Objective 1 |
In the listing below, rewrite everything from the line containing "Mark one point on every instance of the leafy" down to the line containing "x=723 y=693" with "Target" replaced by "Object" throughout and nothing else changed, and return only those lines.

Text provided |
☆ ☆ ☆ ☆ ☆ ☆ ☆

Clear Communication: Maintaining a clear communication with potential users and community regarding the project’s potential strengths, weaknesses, limitations, and other risk metrics associated with using such a system.

Contingency Planning: Developing contingency plans for potential network disruptions or unexpected resource limitations could be taken into consideration. Scope creeps and unexpected delays could be controlled by allotting another month to project duration (hence, by making the duration four (4) months, all edge cases could be covered)

All these however, would depend on the timeline and constraints finally imposed on the scope of the project.

Development Information

Will all of your project’s code be open-source? Of course, all will be open source.

Leave a link where code will be accessible for review.

Monthly progress reports submission:

Project’s progress reports will be submitted monthly on the forum

Contact info

Email: emmanueladediji@gmail.com

Other preferred contact methods:

emmdammy@gmail.com

https://linkedIn.com/in/emmanuel-damilare-adediji

https://x.com/EmmanuelDa17210

I came up with the schematics and architectural overview of the proposed system. I have attached relevant images below.

P.S. - Apologies for any inconvenience regarding the hand-drawn images - I am in a resource-constrained environment.










Hello @Youngemmy,

Thanks for your new proposal to the Sia Foundation Grants Program. The committee is requesting some additional information:

  • Your proposal mentions both NFS and iSCSI, which are distinct protocols. We would like to see you focus on one protocol for the time being, and in the future we can explore expanding the project.
  • We would like to see a revised timeline for the project. The committee is concerned that the stated goals would not be achievable in a 3 months timeframe and would like you to re-evaluate this.
  • The committee would like to see some examples of your previous development work to support your application, given the scope and proposed timeline for the project.

Once the above is provided the committee can re-evaluate this grant.

Regards,
Kino on behalf of the Sia Foundation and Grants Committee

Hello.

It’s great hearing back from you.

  • First, I agree that NFS and iSCSI are distinct protocols. I would be focusing on the NFS protocol first.

Request:
We would like to see a revised timeline for the project. The committee is concerned that the stated goals would not be achievable in a 3 months timeframe and would like you to re-evaluate this.

Response:

  • It’ true - the project completion could be impacted if not properly planned, implemented, tracked and managed. However, here are some strategies that could speed me up:

  • I would be using a language suited for rapid prototyping and gluing systems together (Python)

  • I will not be re-inventing the wheel as my solution will consist of utilizing and re-using well established open-source libraries, frameworks, toolsets (e.g. Celery for Async Queue, Thespian for Actor-based concurrency, PyNacl and PyCryptoDome for encryption, Dogpile for Cache, Cosmian KMS for key management, nfsv4 for client etc.) and existing standards ( e.g. Dublin Core, ISO )

☆ ☆ ☆ ☆ ☆ ☆ ☆

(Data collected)
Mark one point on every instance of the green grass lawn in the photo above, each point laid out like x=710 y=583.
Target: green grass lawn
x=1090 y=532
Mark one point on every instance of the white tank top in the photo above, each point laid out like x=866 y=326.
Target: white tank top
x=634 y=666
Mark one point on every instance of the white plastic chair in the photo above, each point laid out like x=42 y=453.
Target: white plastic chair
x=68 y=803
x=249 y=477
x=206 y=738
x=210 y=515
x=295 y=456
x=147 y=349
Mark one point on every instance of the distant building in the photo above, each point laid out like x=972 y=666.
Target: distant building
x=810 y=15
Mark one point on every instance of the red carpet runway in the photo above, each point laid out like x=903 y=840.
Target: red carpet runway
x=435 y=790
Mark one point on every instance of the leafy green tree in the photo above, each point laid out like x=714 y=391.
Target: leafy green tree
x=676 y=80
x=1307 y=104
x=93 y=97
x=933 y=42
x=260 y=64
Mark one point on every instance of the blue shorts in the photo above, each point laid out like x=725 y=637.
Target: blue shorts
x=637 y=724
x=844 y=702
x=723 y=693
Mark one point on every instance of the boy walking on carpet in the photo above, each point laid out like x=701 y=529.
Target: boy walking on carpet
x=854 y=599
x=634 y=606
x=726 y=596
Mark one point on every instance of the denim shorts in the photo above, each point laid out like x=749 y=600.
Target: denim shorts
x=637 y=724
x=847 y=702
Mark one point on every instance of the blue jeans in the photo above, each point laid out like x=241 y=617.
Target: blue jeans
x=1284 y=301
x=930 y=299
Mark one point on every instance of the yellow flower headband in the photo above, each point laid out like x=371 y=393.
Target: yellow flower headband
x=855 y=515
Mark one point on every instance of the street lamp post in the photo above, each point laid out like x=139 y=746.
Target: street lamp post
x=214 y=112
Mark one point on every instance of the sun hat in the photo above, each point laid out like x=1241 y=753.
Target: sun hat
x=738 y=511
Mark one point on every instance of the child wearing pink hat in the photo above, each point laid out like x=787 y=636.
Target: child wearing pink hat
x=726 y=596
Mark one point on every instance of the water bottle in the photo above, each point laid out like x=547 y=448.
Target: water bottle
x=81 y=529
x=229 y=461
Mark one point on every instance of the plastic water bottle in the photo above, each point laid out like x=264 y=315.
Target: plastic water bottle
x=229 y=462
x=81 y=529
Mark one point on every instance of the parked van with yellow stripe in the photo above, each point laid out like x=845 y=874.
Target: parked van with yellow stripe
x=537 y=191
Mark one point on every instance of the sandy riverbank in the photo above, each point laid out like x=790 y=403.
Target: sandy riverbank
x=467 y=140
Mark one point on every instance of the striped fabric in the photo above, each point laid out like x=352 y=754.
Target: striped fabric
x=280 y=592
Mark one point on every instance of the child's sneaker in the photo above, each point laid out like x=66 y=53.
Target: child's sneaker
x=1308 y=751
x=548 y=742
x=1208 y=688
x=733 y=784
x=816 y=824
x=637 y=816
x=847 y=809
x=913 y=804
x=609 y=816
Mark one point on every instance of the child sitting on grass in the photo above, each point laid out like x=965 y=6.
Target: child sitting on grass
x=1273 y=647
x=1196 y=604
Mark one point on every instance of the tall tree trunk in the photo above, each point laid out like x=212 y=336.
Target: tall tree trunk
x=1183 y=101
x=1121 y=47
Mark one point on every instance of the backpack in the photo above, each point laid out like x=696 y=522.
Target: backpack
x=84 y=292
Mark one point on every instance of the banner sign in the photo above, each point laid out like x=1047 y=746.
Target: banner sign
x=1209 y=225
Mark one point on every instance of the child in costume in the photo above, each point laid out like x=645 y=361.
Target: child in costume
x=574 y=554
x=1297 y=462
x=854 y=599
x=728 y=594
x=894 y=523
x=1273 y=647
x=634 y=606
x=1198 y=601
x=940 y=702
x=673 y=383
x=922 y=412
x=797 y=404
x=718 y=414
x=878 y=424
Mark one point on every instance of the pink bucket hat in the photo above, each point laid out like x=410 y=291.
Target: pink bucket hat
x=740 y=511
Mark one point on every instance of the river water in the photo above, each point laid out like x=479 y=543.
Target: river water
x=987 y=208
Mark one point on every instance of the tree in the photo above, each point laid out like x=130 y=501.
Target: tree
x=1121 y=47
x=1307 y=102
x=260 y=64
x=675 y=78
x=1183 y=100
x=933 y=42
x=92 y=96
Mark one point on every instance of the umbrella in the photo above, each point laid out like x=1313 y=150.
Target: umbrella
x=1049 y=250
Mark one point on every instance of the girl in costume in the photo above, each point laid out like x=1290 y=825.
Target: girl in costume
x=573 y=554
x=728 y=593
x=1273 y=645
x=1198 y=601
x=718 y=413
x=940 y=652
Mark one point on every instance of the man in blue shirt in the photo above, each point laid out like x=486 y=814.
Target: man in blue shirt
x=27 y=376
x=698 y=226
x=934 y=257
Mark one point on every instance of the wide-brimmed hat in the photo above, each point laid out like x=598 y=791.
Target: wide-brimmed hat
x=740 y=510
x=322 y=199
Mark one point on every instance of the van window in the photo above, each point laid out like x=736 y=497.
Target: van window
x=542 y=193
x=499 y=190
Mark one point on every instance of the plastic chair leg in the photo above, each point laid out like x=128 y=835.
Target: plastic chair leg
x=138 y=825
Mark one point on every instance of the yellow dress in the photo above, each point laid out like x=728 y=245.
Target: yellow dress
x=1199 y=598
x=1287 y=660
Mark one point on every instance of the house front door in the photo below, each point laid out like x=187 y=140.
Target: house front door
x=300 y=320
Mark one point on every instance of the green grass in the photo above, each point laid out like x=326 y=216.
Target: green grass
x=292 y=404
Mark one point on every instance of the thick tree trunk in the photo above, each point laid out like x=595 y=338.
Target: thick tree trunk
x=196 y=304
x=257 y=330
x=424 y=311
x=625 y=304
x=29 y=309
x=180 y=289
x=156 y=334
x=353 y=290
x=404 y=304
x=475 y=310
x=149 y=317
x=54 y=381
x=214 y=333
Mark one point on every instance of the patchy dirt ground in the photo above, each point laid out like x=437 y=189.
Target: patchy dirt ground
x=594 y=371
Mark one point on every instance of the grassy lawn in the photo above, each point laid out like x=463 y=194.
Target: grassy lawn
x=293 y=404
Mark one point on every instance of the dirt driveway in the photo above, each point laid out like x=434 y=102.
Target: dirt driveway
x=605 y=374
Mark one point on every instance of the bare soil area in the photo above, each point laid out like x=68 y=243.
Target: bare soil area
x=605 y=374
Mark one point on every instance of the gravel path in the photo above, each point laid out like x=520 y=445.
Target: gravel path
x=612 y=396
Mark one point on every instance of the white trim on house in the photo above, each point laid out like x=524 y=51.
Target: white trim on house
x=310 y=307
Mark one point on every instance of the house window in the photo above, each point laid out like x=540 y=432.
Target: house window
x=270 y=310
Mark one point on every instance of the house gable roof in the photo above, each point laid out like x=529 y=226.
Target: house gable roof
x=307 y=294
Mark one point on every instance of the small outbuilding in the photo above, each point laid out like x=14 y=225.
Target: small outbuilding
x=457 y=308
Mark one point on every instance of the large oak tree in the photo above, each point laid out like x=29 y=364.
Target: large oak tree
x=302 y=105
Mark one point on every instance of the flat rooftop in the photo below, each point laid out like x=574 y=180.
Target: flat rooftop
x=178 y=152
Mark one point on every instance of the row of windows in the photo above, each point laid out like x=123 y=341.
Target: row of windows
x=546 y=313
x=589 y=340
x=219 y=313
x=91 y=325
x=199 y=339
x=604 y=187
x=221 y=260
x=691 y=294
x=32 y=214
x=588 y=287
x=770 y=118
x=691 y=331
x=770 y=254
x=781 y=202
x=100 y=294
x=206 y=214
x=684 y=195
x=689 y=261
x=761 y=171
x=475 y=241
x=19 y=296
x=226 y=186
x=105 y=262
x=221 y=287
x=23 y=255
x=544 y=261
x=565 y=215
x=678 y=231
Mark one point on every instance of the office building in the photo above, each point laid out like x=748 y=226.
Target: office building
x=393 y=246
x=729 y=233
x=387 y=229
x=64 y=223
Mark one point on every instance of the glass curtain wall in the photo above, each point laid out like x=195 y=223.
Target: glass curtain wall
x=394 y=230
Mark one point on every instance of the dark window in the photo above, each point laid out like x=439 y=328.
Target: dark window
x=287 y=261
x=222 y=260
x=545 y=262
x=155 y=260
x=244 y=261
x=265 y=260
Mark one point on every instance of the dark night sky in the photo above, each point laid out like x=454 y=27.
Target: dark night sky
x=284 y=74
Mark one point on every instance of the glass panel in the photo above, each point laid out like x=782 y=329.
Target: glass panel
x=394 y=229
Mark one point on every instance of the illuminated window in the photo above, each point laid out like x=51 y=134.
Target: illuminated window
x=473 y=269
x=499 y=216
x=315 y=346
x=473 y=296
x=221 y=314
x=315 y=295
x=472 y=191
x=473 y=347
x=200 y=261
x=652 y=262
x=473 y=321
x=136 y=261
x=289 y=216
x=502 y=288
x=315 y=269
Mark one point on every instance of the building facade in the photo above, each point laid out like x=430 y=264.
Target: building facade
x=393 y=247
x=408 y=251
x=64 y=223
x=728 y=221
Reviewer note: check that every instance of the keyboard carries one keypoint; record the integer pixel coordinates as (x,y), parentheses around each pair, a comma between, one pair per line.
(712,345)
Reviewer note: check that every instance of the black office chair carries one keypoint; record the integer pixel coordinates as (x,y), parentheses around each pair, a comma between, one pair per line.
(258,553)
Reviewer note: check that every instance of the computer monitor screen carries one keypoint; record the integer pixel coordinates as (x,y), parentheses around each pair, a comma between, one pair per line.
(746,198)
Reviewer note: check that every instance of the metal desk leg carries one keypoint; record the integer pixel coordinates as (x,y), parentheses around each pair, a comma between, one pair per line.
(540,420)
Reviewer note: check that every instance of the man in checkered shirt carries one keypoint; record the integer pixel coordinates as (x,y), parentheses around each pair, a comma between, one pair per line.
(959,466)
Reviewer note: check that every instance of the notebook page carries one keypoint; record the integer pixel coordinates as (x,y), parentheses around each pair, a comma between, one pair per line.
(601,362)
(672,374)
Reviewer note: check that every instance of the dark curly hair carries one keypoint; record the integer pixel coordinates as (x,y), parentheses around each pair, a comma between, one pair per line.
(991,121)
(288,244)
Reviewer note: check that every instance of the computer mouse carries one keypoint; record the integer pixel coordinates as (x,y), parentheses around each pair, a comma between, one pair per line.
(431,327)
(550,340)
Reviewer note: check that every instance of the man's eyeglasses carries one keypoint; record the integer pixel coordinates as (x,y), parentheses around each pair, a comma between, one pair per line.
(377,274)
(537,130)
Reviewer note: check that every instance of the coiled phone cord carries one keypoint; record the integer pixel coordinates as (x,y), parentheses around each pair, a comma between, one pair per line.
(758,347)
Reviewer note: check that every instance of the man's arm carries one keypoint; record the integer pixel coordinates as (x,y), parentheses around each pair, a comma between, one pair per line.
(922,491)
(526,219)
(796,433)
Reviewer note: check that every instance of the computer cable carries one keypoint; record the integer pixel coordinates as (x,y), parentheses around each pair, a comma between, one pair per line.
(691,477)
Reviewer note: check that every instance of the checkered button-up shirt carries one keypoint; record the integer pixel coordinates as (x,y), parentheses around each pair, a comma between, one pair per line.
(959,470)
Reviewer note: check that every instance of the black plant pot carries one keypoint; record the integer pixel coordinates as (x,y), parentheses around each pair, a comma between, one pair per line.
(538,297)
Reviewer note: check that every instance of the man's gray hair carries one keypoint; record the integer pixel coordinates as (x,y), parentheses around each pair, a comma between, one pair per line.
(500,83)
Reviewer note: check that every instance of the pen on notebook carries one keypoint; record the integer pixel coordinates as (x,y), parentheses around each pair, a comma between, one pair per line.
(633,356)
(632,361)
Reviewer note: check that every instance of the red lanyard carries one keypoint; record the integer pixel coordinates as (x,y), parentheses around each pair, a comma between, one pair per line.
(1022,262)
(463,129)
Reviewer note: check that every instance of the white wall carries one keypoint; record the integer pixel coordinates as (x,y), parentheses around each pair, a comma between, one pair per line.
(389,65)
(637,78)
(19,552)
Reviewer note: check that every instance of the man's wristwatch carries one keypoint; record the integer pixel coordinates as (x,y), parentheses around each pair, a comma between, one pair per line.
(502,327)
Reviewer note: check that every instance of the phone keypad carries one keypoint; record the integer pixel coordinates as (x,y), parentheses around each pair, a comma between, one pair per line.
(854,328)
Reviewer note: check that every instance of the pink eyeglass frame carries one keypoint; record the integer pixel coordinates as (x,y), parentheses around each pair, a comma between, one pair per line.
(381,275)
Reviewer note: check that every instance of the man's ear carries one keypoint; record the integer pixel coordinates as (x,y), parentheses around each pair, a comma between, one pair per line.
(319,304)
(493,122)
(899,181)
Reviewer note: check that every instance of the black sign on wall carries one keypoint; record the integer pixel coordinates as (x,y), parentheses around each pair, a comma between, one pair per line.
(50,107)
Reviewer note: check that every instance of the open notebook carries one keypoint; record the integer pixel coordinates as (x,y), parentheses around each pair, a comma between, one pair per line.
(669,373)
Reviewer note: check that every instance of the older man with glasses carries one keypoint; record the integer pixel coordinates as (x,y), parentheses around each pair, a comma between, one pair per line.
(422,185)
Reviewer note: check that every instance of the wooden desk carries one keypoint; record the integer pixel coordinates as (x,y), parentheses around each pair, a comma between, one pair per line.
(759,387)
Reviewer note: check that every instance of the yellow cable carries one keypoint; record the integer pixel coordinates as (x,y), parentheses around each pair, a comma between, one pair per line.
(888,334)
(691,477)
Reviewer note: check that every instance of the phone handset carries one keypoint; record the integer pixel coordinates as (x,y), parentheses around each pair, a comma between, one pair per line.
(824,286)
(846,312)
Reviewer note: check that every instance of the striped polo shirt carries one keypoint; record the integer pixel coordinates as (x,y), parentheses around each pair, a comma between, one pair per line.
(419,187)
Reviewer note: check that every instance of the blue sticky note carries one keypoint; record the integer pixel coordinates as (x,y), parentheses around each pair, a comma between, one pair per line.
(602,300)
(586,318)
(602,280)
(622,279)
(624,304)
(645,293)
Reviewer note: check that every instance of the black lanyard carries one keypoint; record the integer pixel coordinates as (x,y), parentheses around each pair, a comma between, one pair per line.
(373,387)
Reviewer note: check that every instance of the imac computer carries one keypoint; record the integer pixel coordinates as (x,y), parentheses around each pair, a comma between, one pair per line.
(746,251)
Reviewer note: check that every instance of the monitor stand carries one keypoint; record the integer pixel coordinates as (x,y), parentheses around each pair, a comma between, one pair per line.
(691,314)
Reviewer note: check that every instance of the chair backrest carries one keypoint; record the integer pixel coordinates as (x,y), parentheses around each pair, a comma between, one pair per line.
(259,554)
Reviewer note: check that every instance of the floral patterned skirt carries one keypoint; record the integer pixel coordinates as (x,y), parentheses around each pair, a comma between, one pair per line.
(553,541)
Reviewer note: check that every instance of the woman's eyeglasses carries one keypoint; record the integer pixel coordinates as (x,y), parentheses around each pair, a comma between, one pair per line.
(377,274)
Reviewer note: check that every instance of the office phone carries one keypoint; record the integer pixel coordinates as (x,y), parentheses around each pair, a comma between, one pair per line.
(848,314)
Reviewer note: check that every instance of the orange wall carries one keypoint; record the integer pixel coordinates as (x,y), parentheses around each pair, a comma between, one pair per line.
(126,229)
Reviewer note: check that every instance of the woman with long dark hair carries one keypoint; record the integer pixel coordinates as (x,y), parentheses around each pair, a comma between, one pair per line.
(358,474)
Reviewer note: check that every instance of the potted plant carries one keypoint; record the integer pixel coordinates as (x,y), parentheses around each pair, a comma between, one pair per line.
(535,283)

☆ ☆ ☆ ☆ ☆ ☆ ☆

Objective 2 |
In the grant proposal thread, which protocol does the applicant say will be the first focus?

Exercise answer 1 |
Mark one point on every instance of the leafy green tree in the photo above, each point laid out like x=714 y=391.
Object: leafy green tree
x=676 y=80
x=1307 y=104
x=93 y=97
x=933 y=42
x=260 y=64
Mark one point on every instance of the blue shorts in the photo above, each point laid out like x=725 y=637.
Object: blue shorts
x=637 y=724
x=844 y=702
x=723 y=693

Exercise answer 2 |
The NFS protocol.